-- TESTO DI STUDIO --
══════════

Eppure sondaggi e associazioni avevano avvertito che il partito più votato sarebbe stato quello dell’astensionismo. E a nulla solo valsi spot per promuovere il voto europeo, campagne informative e quant’altro. Addirittura, era stato realizzato un podcast “Generazione Europa”, grazie anche alla collaborazione della rappresentanza in Italia della Commissione europea e dell’Ufficio del Parlamento europeo per fare percepire ai giovani l’importanza di combattere certe battaglie a livello comunitario. Un fenomeno con cui i partiti si troveranno, volenti o nolenti, a fare i conti.
L’astensionismo è ormai una malattia non soltanto italiana, ma di tutta l’Europa. A Parte alcuni Paesi come Belgio, Bulgaria, Grecia e Lussemburgo – che hanno tutti una forma di voto obbligatorio – nelle altre nazioni che compongono l’Unione europea, a votare sono andati in pochi.

══════════

-- ATTIVITÀ 1 --
Nel testo sull'astensionismo, qual è il titolo del podcast realizzato per i giovani?
-- ATTIVITÀ 2 --
Trascrivi dal testo sull'astensionismo il passo che comincia con le parole "L’astensionismo è ormai" e si chiude dopo le parole "andati in pochi.".
-- ATTIVITÀ 3 --
Prosegui il testo sull'astensionismo in Europa, riprendendo dopo l'ultima frase riportata.

-- INSIEME DEI RECORD --
══════════

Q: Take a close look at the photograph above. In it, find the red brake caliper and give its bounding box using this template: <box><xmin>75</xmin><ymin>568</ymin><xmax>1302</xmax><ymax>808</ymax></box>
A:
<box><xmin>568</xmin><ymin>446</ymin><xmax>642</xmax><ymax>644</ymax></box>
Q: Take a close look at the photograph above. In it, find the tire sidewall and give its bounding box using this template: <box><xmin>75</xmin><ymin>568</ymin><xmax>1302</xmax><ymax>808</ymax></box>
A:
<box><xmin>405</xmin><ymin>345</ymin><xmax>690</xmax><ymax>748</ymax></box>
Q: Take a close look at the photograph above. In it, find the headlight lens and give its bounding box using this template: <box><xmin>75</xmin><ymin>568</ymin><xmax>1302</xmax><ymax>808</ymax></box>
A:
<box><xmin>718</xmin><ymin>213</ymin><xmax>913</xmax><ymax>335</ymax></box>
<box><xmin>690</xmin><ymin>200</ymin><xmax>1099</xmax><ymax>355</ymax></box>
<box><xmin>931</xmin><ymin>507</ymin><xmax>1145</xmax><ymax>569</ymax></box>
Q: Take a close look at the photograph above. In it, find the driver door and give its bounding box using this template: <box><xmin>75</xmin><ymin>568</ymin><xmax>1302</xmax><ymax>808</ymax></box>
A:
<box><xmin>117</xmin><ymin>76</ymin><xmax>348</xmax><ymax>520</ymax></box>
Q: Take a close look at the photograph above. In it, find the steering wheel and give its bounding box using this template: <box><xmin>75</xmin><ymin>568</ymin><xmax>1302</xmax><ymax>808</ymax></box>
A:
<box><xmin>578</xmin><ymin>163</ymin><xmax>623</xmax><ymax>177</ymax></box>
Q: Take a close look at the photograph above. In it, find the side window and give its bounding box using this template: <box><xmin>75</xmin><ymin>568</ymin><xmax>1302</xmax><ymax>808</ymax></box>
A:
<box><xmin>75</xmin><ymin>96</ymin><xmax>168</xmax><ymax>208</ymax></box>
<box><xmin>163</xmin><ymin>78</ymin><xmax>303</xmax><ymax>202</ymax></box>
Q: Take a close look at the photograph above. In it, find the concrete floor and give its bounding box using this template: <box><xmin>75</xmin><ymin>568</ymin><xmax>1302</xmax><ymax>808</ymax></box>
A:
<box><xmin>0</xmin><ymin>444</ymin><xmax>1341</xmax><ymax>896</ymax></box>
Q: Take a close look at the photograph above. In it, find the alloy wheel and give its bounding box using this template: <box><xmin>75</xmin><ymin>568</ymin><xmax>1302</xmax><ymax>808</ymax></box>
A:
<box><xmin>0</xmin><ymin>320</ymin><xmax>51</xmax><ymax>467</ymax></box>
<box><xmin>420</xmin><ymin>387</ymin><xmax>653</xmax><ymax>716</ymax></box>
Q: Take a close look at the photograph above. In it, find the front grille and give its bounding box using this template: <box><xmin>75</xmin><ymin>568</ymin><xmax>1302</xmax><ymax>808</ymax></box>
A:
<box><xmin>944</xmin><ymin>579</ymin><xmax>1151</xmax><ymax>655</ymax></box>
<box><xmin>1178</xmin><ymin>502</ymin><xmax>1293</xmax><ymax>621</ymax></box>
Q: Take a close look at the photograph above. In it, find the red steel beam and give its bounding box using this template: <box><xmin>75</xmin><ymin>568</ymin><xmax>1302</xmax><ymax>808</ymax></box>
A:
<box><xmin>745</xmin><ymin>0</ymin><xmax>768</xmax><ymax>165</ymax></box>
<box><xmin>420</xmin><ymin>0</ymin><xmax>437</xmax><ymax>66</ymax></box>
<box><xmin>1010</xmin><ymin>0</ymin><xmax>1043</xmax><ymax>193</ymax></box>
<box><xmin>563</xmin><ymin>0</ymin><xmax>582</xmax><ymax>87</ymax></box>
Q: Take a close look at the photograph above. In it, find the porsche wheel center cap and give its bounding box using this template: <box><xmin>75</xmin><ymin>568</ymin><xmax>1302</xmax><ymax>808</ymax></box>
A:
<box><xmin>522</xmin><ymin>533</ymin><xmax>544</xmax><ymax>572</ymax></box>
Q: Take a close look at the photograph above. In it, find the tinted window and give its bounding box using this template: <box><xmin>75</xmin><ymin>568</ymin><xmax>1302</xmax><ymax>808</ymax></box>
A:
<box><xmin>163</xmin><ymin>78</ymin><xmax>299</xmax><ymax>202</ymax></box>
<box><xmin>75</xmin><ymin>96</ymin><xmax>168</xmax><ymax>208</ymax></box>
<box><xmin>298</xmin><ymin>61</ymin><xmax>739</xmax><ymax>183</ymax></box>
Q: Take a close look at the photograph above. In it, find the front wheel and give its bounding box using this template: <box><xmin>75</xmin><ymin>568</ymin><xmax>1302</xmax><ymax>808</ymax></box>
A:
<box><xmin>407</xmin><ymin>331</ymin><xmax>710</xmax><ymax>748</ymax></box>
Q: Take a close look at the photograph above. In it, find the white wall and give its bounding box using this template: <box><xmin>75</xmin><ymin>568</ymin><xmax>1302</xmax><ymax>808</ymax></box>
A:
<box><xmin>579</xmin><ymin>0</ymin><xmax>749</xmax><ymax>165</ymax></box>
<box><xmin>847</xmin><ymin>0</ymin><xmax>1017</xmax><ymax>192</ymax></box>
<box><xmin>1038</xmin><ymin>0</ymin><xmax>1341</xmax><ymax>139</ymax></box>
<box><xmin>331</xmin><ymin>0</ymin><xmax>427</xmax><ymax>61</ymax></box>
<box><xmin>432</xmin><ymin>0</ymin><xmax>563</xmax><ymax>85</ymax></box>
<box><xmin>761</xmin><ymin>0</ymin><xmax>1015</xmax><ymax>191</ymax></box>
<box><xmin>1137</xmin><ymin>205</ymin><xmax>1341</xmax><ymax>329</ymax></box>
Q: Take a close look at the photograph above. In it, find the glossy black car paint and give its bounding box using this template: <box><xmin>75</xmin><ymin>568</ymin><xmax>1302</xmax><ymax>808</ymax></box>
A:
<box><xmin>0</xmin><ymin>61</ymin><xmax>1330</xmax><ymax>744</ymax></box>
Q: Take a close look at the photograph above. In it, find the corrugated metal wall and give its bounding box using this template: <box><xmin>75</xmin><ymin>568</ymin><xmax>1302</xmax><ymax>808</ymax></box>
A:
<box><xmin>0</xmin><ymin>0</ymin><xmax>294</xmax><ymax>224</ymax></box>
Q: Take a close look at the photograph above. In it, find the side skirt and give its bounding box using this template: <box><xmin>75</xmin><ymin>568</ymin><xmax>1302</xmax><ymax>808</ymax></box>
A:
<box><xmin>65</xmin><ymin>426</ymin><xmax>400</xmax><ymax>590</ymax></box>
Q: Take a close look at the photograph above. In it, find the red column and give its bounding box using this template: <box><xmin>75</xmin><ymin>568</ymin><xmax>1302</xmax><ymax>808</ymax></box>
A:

══════════

-- RISPOSTA ALL'ESERCIZIO 1 --
Il podcast si intitola "Generazione Europa".

-- RISPOSTA ALL'ESERCIZIO 2 --
L’astensionismo è ormai una malattia non soltanto italiana, ma di tutta l’Europa. A Parte alcuni Paesi come Belgio, Bulgaria, Grecia e Lussemburgo – che hanno tutti una forma di voto obbligatorio – nelle altre nazioni che compongono l’Unione europea, a votare sono andati in pochi.

-- RISPOSTA ALL'ESERCIZIO 3 --
Nei vari Paesi le votazioni si sono svolte in maniera diversa rispetto all’Italia e in alcune nazioni è stato possibile effettuare il voto anticipato rispetto alle date del 9 e 10 giugno. Questo sistema ha consentito così a Malta di racimolare un buon 73% di votanti, ma vi sono state molte altre nazioni che hanno ottenuto una bassa percentuale di aventi diritto che si sono recati alle urne, come accaduto in Italia. È il caso di Croazia (21,34%), Lettonia (33,82%), Portogallo (37,52%), Lituania (28,94%), Estonia (37,70%). Appena intorno al 40-45 % Finlandia, Polonia, Slovenia e Paesi Bassi. Tra il 50 e il 60% dei votanti si sono attestate Austria, Cipro, Danimarca. Romania, Spagna, Svezia e Ungheria. Solo la Germania si è fermata al 64,77%.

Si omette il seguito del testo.